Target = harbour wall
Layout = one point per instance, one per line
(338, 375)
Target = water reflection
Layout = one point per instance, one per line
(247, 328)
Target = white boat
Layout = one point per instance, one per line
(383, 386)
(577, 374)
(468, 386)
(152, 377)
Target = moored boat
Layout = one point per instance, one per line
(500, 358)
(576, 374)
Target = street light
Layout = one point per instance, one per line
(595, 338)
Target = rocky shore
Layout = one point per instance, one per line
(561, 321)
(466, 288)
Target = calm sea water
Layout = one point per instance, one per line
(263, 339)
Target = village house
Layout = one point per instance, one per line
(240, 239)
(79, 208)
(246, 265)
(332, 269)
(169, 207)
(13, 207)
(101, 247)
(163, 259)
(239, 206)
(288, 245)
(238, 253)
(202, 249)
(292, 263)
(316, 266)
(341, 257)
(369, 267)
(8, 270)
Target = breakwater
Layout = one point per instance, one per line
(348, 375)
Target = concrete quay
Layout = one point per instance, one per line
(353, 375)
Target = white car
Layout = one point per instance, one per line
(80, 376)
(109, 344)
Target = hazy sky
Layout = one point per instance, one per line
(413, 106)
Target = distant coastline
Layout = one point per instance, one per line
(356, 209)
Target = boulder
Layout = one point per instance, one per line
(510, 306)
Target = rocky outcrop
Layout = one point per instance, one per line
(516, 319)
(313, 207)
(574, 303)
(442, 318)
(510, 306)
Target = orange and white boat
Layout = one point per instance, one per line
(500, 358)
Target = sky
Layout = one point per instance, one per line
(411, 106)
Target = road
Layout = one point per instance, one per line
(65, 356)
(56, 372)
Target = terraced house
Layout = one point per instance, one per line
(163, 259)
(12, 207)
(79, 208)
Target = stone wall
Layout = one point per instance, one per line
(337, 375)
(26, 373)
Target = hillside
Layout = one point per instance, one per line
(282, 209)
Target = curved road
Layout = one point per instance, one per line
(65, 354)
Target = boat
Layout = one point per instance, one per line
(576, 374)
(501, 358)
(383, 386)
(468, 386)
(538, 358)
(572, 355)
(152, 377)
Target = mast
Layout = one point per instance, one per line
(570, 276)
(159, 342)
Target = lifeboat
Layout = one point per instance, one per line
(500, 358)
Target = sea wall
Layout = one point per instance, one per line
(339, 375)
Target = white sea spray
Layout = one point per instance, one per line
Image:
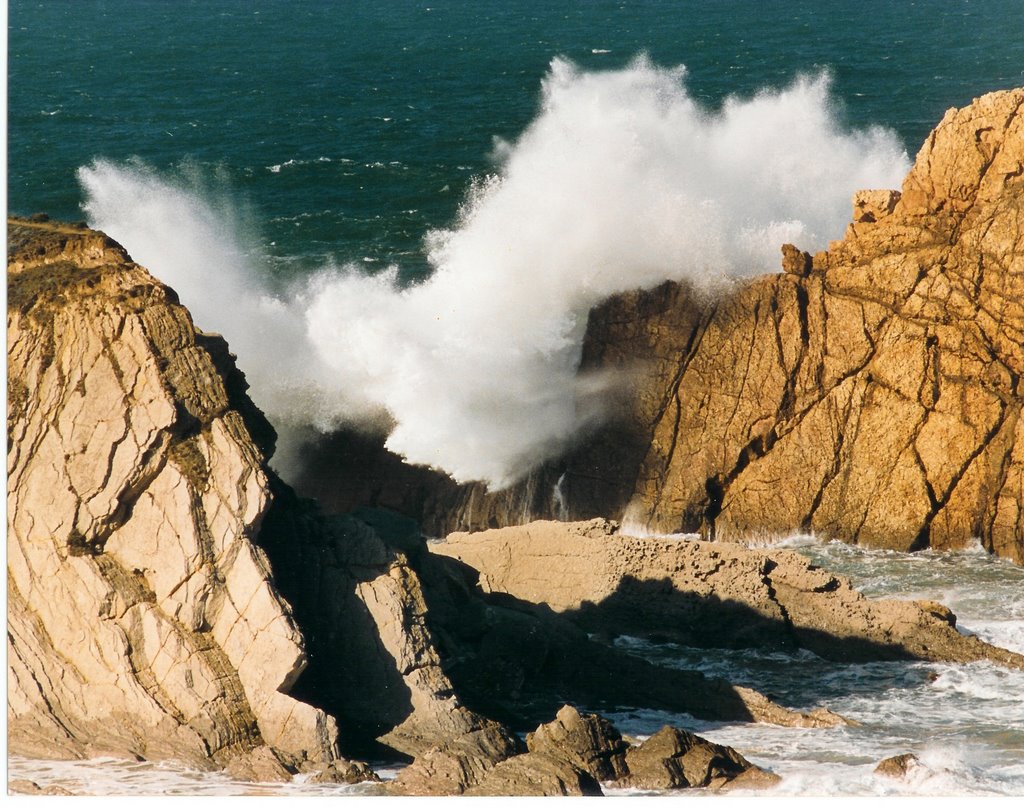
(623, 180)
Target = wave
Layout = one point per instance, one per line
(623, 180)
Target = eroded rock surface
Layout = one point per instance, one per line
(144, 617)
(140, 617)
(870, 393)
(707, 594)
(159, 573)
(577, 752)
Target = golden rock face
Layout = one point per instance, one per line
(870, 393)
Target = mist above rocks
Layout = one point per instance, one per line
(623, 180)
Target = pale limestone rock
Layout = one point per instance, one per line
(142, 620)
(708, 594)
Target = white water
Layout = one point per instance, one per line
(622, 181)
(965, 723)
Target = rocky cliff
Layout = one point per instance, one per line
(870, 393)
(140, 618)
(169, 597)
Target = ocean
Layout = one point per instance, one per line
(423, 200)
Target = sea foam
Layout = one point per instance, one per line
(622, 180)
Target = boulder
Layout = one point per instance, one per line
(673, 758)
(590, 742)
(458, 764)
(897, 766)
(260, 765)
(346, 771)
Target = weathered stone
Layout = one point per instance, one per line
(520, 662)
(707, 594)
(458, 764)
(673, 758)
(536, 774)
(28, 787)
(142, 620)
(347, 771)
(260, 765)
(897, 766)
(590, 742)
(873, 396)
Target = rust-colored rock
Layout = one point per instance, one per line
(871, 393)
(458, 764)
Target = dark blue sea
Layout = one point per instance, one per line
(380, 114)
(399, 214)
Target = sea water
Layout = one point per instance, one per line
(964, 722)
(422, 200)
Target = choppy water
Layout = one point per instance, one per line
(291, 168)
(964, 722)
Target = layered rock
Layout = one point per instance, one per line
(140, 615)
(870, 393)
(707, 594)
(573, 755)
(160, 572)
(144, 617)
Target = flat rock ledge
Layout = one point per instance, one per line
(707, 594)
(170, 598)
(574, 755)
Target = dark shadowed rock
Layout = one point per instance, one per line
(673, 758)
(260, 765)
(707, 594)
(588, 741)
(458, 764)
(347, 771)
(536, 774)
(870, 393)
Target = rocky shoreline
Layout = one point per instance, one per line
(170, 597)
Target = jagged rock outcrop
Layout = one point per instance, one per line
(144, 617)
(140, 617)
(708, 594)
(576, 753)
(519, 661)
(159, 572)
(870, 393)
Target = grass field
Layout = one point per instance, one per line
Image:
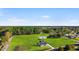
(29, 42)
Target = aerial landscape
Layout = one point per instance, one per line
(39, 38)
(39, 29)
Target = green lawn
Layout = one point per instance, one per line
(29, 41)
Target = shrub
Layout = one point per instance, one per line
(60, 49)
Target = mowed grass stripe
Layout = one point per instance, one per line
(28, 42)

:::

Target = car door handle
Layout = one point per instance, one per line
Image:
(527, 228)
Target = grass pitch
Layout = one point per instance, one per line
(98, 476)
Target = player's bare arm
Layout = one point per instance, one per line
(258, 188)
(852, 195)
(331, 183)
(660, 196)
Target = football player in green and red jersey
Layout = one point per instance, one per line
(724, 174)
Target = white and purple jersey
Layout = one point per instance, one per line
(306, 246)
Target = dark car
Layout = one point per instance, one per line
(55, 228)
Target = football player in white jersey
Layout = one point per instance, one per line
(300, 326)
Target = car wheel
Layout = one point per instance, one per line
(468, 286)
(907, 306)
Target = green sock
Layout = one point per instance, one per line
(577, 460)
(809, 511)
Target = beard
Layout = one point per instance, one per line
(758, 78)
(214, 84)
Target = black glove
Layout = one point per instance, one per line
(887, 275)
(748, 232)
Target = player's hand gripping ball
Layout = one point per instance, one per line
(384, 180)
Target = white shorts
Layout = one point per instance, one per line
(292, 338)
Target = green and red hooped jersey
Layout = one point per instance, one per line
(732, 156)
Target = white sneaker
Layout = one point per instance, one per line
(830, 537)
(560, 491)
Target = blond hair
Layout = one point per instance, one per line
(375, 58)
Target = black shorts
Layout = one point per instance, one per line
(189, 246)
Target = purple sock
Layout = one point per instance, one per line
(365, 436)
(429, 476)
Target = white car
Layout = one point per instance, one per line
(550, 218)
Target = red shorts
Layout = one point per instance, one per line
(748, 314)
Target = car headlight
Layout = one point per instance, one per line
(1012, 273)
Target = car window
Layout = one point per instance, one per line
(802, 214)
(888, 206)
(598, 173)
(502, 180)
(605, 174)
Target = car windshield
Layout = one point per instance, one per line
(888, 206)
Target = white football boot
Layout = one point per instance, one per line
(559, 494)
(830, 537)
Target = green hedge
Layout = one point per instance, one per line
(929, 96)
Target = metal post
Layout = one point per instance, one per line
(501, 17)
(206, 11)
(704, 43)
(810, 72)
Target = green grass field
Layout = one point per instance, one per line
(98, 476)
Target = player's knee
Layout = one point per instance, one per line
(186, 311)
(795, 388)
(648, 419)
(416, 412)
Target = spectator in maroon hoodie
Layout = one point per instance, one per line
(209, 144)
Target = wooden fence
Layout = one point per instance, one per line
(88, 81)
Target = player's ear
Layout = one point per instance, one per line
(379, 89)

:::

§ **Exercise details**
Reproduce the records above character for character, from the line containing "Target = purple sock" down to the line containing "(1012, 273)". Include both of those lines.

§ **Full solution**
Target = purple sock
Layout = one point per instance, one per line
(365, 436)
(429, 476)
Target = white car
Layout = one point per instance, one per line
(550, 218)
Target = red shorts
Layout = one point per instance, one per line
(748, 314)
Target = car headlight
Layout = one point per instance, one per line
(1012, 273)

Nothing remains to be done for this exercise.